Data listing
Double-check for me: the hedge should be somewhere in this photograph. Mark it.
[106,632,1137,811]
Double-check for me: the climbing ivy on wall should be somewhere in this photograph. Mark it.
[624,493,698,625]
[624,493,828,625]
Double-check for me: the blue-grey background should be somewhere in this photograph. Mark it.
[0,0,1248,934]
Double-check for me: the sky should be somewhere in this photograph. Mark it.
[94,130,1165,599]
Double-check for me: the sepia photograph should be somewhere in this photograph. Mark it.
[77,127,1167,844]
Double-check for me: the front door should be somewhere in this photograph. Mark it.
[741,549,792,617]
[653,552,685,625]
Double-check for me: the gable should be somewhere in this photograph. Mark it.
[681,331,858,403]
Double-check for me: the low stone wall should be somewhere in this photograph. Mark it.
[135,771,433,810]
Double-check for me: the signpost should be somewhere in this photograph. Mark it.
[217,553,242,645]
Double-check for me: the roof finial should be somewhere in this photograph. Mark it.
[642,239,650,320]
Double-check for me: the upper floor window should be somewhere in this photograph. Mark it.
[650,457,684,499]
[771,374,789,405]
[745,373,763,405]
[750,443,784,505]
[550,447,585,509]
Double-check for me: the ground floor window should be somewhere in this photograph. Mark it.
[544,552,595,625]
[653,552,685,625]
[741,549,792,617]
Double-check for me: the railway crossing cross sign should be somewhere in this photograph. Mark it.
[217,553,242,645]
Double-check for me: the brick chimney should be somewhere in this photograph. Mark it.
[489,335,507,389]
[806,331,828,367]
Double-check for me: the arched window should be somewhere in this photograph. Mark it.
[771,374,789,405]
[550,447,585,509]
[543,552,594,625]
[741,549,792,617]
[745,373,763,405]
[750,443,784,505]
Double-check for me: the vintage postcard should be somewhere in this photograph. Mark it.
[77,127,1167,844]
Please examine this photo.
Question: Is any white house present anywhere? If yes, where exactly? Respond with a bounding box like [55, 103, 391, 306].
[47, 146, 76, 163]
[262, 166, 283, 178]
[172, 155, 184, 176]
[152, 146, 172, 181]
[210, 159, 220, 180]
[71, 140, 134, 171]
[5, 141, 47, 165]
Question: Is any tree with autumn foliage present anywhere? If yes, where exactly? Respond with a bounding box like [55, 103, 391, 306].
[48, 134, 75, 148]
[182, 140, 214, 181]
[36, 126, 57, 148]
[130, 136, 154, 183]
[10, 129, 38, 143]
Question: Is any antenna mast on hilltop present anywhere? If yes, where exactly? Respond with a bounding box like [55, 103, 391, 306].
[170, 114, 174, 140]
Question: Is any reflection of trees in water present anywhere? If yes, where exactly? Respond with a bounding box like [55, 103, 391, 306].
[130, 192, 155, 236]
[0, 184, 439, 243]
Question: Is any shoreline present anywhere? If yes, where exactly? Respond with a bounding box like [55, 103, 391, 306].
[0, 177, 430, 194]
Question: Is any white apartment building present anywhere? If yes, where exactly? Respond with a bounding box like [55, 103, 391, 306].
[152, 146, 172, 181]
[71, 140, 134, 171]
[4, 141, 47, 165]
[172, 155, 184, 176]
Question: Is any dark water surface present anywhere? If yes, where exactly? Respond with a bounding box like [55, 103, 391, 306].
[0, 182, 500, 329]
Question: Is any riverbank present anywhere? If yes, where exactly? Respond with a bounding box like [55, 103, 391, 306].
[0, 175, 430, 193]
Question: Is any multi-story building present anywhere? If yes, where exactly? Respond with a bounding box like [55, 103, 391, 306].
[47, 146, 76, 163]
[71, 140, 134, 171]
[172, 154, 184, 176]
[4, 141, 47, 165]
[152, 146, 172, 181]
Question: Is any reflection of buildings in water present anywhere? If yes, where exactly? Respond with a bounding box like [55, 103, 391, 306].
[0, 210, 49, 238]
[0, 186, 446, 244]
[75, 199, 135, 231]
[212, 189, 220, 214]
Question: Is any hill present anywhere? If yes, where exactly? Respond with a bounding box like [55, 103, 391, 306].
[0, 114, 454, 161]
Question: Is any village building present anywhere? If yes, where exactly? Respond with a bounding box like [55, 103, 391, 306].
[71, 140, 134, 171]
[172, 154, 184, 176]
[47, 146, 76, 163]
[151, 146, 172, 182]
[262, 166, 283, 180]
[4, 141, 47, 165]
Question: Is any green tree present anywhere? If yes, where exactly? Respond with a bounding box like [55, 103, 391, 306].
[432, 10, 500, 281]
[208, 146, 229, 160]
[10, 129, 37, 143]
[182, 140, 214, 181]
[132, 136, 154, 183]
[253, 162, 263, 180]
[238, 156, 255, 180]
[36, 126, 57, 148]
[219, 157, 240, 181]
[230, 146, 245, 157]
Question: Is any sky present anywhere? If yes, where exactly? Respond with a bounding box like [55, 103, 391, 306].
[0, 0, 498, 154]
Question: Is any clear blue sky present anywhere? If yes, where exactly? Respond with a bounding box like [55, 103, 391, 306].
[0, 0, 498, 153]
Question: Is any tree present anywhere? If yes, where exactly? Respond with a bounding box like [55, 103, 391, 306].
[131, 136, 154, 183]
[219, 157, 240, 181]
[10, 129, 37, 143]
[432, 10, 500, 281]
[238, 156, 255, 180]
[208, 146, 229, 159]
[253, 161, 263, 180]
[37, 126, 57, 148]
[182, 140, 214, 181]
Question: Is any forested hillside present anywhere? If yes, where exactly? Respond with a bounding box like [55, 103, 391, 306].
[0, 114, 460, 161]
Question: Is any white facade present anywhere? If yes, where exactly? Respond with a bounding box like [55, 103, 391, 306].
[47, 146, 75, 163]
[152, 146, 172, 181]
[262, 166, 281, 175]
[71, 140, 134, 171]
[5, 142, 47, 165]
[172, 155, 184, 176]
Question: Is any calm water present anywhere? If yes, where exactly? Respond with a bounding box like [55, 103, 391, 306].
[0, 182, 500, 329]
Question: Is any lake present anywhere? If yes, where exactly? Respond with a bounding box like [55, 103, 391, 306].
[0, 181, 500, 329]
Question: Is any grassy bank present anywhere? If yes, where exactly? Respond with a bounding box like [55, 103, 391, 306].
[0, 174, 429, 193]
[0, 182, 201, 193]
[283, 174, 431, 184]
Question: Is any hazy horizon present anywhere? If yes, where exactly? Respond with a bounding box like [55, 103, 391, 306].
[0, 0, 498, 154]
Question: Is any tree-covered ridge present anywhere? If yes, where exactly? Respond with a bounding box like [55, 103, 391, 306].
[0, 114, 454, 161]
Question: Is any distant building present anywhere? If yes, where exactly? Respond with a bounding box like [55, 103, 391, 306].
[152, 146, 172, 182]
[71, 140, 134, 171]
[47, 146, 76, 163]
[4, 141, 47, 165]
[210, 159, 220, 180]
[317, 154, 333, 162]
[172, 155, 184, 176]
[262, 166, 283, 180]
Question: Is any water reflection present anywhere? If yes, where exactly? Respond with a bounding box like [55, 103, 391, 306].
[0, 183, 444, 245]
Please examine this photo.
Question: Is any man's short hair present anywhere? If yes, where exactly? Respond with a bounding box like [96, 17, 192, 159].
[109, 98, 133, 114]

- [Request] Please rewrite all of the records above, swapping "bounding box" for "rectangle" wherever it appears and leaving everything else unchanged.

- [Reply]
Double-check for me: the hedge should be somewhere in this photograph. Mark it.
[106,632,1137,811]
Double-check for me: the climbing ivy on wall should be somewhere in this photograph. Mark it.
[624,493,698,625]
[624,493,828,625]
Double-check for me: the blue-grey background should be somewhere in this photograph. Mark it.
[0,0,1248,934]
Double-check for me: the sky should be somewhere in this photograph. Mark it.
[94,130,1165,599]
Double-check for me: the sepia photograph should be somewhere in this photograph. Mark it.
[77,127,1167,844]
Double-check for me: the front door should be somewhere in this photograph. Mark it.
[741,549,792,617]
[653,552,685,625]
Double-check for me: the gable should be somewhere in this photograph. Mark it.
[681,331,858,403]
Double-check for me: the low stone wall should be somewhere in this photograph. Mark it.
[135,771,433,810]
Double-check for me: the signpost should be somewhere in this photograph. Mark it.
[217,553,242,645]
Double-check for me: the roof finial should be somewhere in this photograph. Mark it.
[642,239,650,320]
Double-check for me: the upper floor window should be somewhere in this photograph. Mark it.
[650,457,684,499]
[771,374,789,405]
[745,373,763,405]
[750,443,784,505]
[550,447,585,509]
Double-check for me: the ground floor window should be somewhere in this photograph. Mark it.
[544,552,595,625]
[653,552,685,625]
[741,549,792,617]
Double-check for me: the railway crossing cross sign should be somewhere in this photograph. Mark it.
[217,553,242,645]
Double-check for me: the brick chimney should be somewhere in this photograph. Mark it.
[489,335,507,389]
[806,331,828,367]
Double-check for me: the arched window should be somewhere in this photograph. Mark it.
[771,374,789,405]
[550,447,585,509]
[543,552,594,625]
[741,549,792,617]
[745,373,763,405]
[750,443,784,505]
Double-check for me: the vintage postcard should be somewhere in this photograph. Mark it.
[77,127,1167,844]
Please examine this photo.
Question: Is any white house present anywhere? If yes, where exactly? Respond with a rectangle like [55, 103, 391, 306].
[47, 146, 76, 163]
[262, 166, 283, 178]
[172, 155, 184, 176]
[152, 146, 172, 181]
[210, 159, 220, 180]
[71, 140, 134, 171]
[5, 141, 47, 165]
Question: Is any tree with autumn foliage present anywhere? If yes, where exactly? Respond with a rectangle like [55, 103, 391, 306].
[48, 134, 75, 148]
[182, 140, 214, 181]
[36, 126, 57, 148]
[130, 136, 154, 183]
[10, 129, 38, 143]
Question: Is any antenna mast on hilltop present anywhere? If yes, where exactly? Respond with a rectangle like [55, 103, 391, 306].
[170, 114, 174, 140]
Question: Is any reflection of trees in water present anywhere? If yes, where exactly? Respond with a rectangle like [55, 103, 391, 306].
[130, 192, 155, 236]
[0, 184, 439, 243]
Question: Is any shoreline present anywhere? If yes, where exactly? Respond with a rectangle like [55, 103, 391, 306].
[0, 177, 430, 194]
Question: Is any white apartment building present anywhere? If yes, where exactly? Respond with a rectangle like [55, 103, 391, 306].
[152, 146, 172, 181]
[71, 140, 134, 171]
[4, 141, 47, 165]
[172, 155, 184, 176]
Question: Is any dark water surface present anywhere? If yes, where exactly? Respond with a rectangle like [55, 103, 391, 306].
[0, 182, 500, 329]
Question: Is any riverbank present anywhere? If yes, where exactly? Respond with a rectangle like [55, 103, 391, 306].
[0, 175, 430, 193]
Question: Is any multi-story building present anywhere? If yes, where exactly? Respond with a rectangle like [55, 103, 391, 306].
[47, 146, 76, 163]
[71, 140, 134, 171]
[172, 154, 184, 176]
[4, 141, 47, 165]
[152, 146, 172, 181]
Question: Is any reflection of buildings in water present anywhere? If yes, where exactly? Respond with a rectangle like [55, 103, 391, 306].
[0, 210, 49, 238]
[0, 186, 446, 244]
[75, 199, 135, 231]
[212, 189, 220, 214]
Question: Is any hill present anywhere? If yes, where exactly? Respond with a rectangle like [55, 103, 391, 306].
[0, 114, 454, 161]
Question: Is any village building present anywhere? If yes, where exactly? Respond with a rectangle like [55, 103, 391, 306].
[71, 140, 134, 171]
[172, 154, 184, 176]
[47, 146, 76, 163]
[151, 146, 172, 182]
[262, 166, 283, 180]
[4, 141, 47, 165]
Question: Is any green tree present anywhere? If yes, where exactly? Respond with a rectangle like [55, 103, 391, 306].
[432, 10, 500, 281]
[208, 146, 229, 160]
[10, 129, 37, 143]
[182, 140, 214, 181]
[132, 136, 154, 183]
[253, 162, 263, 180]
[238, 156, 255, 180]
[36, 126, 57, 148]
[219, 157, 240, 181]
[230, 146, 245, 157]
Question: Is any sky present anywhere? If yes, where exactly? Respond with a rectangle like [55, 103, 391, 306].
[0, 0, 498, 154]
Question: Is any clear blue sky present anywhere? If yes, where exactly? Respond with a rectangle like [55, 103, 391, 306].
[0, 0, 498, 153]
Question: Is any tree present anywhere? If yes, where exactly? Respond with a rectangle like [55, 103, 391, 306].
[131, 136, 154, 183]
[219, 157, 240, 181]
[10, 129, 37, 143]
[432, 10, 500, 281]
[238, 156, 255, 180]
[208, 146, 229, 159]
[253, 161, 263, 180]
[37, 126, 57, 148]
[182, 140, 214, 181]
Question: Is any forested hillside present anywhere? If yes, where exactly? Respond with a rectangle like [55, 103, 391, 306].
[0, 114, 460, 161]
Question: Is any white facade present anywhere? If yes, where exactly? Respond with a rectangle like [55, 103, 391, 306].
[47, 146, 75, 163]
[152, 146, 172, 181]
[262, 166, 281, 175]
[71, 140, 134, 171]
[5, 142, 47, 165]
[172, 155, 184, 176]
Question: Is any calm water present anywhere? If yes, where exactly? Respond with a rectangle like [55, 103, 391, 306].
[0, 182, 500, 329]
Question: Is any lake present anywhere? If yes, where exactly? Respond with a rectangle like [55, 103, 391, 306].
[0, 181, 500, 329]
Question: Is any grassy bank present anywhere? If yes, where exactly? Respond with a rectangle like [55, 103, 391, 306].
[0, 174, 429, 193]
[0, 182, 201, 193]
[283, 174, 431, 184]
Question: Is any hazy horizon present anywhere? If yes, where exactly? Respond with a rectangle like [55, 103, 391, 306].
[0, 0, 498, 154]
Question: Is any tree-covered ridge present anywhere? If yes, where exactly? Respond with a rectangle like [55, 103, 391, 306].
[0, 114, 454, 161]
Question: Is any distant building present anywhere? If yes, where exactly? Respond with a rectangle like [55, 103, 391, 306].
[152, 146, 172, 182]
[71, 140, 134, 171]
[47, 146, 76, 163]
[4, 141, 47, 165]
[210, 159, 220, 180]
[317, 154, 333, 162]
[172, 155, 184, 176]
[262, 166, 283, 180]
Question: Is any water reflection present anywhere? If yes, where exactly? Respond with a rectangle like [55, 103, 391, 306].
[0, 183, 444, 245]
Please examine this photo.
Question: Is any man's short hair present anywhere? If yes, where exactly? Respond with a rectangle like [96, 17, 192, 159].
[109, 98, 133, 114]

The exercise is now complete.